## DATASET RECORDS
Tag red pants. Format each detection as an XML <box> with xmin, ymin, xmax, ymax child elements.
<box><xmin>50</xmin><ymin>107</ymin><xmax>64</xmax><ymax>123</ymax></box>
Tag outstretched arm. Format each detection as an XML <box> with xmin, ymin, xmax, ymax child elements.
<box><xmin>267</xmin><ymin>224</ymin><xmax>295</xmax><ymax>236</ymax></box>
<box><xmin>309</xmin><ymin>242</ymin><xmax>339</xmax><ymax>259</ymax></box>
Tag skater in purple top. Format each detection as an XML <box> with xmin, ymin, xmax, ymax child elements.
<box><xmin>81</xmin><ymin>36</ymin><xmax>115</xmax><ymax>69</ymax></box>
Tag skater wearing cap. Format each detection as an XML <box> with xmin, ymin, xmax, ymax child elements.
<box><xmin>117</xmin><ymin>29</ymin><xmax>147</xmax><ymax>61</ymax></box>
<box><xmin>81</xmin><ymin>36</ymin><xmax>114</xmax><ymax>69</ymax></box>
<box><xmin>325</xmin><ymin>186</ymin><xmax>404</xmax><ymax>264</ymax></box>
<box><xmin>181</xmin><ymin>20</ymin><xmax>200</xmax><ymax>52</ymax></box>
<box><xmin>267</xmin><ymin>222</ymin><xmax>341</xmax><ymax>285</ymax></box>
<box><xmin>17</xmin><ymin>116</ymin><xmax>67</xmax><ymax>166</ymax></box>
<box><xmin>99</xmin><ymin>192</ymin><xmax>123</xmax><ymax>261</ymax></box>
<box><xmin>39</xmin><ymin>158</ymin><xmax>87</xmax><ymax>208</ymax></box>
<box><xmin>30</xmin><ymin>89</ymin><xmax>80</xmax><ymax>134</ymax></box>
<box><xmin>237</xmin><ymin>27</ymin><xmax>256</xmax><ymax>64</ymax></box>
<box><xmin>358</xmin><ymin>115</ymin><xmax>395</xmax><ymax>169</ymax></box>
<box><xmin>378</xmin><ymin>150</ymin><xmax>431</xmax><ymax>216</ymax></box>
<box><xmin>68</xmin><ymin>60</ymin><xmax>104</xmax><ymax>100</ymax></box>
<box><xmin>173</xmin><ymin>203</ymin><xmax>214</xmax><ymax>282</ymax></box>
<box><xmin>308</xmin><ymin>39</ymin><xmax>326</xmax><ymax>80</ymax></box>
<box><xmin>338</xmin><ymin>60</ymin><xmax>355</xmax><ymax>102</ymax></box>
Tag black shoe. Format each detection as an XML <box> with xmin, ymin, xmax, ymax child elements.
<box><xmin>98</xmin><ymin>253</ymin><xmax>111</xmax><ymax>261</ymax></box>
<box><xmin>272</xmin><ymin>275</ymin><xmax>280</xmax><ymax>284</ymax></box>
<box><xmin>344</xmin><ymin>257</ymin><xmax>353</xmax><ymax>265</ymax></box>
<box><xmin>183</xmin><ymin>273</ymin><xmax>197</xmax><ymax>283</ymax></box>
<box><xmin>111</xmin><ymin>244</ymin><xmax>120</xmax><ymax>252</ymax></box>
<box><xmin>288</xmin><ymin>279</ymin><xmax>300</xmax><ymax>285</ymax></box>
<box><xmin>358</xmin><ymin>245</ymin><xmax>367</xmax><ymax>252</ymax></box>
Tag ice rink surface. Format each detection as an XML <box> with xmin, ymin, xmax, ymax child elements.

## WORK REQUIRED
Rewrite the lines above, replacing each "skater" with "person" and keeping everything else the same.

## SOLUTION TO THIS TASK
Tag red pants. Format each detection as an XML <box> with xmin, ymin, xmax, ymax child elements.
<box><xmin>50</xmin><ymin>107</ymin><xmax>64</xmax><ymax>123</ymax></box>
Tag outstretched arm. Format each detection as an XML <box> with xmin, ymin, xmax, ymax child elements.
<box><xmin>267</xmin><ymin>224</ymin><xmax>295</xmax><ymax>236</ymax></box>
<box><xmin>309</xmin><ymin>242</ymin><xmax>339</xmax><ymax>259</ymax></box>
Tag person in purple top. Format each detection as an XML <box> with xmin, ymin, xmax, ymax child elements.
<box><xmin>81</xmin><ymin>36</ymin><xmax>115</xmax><ymax>69</ymax></box>
Tag person wearing cap. Format each detection as an XML <box> with xmin, ymin, xmax, ymax child elements.
<box><xmin>117</xmin><ymin>29</ymin><xmax>147</xmax><ymax>61</ymax></box>
<box><xmin>81</xmin><ymin>36</ymin><xmax>114</xmax><ymax>69</ymax></box>
<box><xmin>325</xmin><ymin>186</ymin><xmax>404</xmax><ymax>264</ymax></box>
<box><xmin>181</xmin><ymin>20</ymin><xmax>200</xmax><ymax>52</ymax></box>
<box><xmin>267</xmin><ymin>222</ymin><xmax>341</xmax><ymax>285</ymax></box>
<box><xmin>17</xmin><ymin>116</ymin><xmax>67</xmax><ymax>166</ymax></box>
<box><xmin>99</xmin><ymin>192</ymin><xmax>123</xmax><ymax>261</ymax></box>
<box><xmin>39</xmin><ymin>158</ymin><xmax>87</xmax><ymax>208</ymax></box>
<box><xmin>30</xmin><ymin>89</ymin><xmax>80</xmax><ymax>134</ymax></box>
<box><xmin>237</xmin><ymin>27</ymin><xmax>256</xmax><ymax>64</ymax></box>
<box><xmin>358</xmin><ymin>115</ymin><xmax>395</xmax><ymax>169</ymax></box>
<box><xmin>378</xmin><ymin>150</ymin><xmax>431</xmax><ymax>216</ymax></box>
<box><xmin>68</xmin><ymin>60</ymin><xmax>104</xmax><ymax>100</ymax></box>
<box><xmin>173</xmin><ymin>203</ymin><xmax>214</xmax><ymax>282</ymax></box>
<box><xmin>308</xmin><ymin>39</ymin><xmax>326</xmax><ymax>80</ymax></box>
<box><xmin>338</xmin><ymin>60</ymin><xmax>355</xmax><ymax>102</ymax></box>
Tag black shoe. Format each detection as an XML <box> with xmin, ymin, xmax, ymax child elements.
<box><xmin>98</xmin><ymin>253</ymin><xmax>111</xmax><ymax>261</ymax></box>
<box><xmin>272</xmin><ymin>275</ymin><xmax>280</xmax><ymax>284</ymax></box>
<box><xmin>344</xmin><ymin>257</ymin><xmax>353</xmax><ymax>265</ymax></box>
<box><xmin>183</xmin><ymin>273</ymin><xmax>197</xmax><ymax>283</ymax></box>
<box><xmin>111</xmin><ymin>244</ymin><xmax>120</xmax><ymax>252</ymax></box>
<box><xmin>288</xmin><ymin>279</ymin><xmax>300</xmax><ymax>285</ymax></box>
<box><xmin>358</xmin><ymin>245</ymin><xmax>367</xmax><ymax>252</ymax></box>
Tag ice rink surface. Format each detection as an XML <box> with xmin, ymin, xmax, ymax child elements.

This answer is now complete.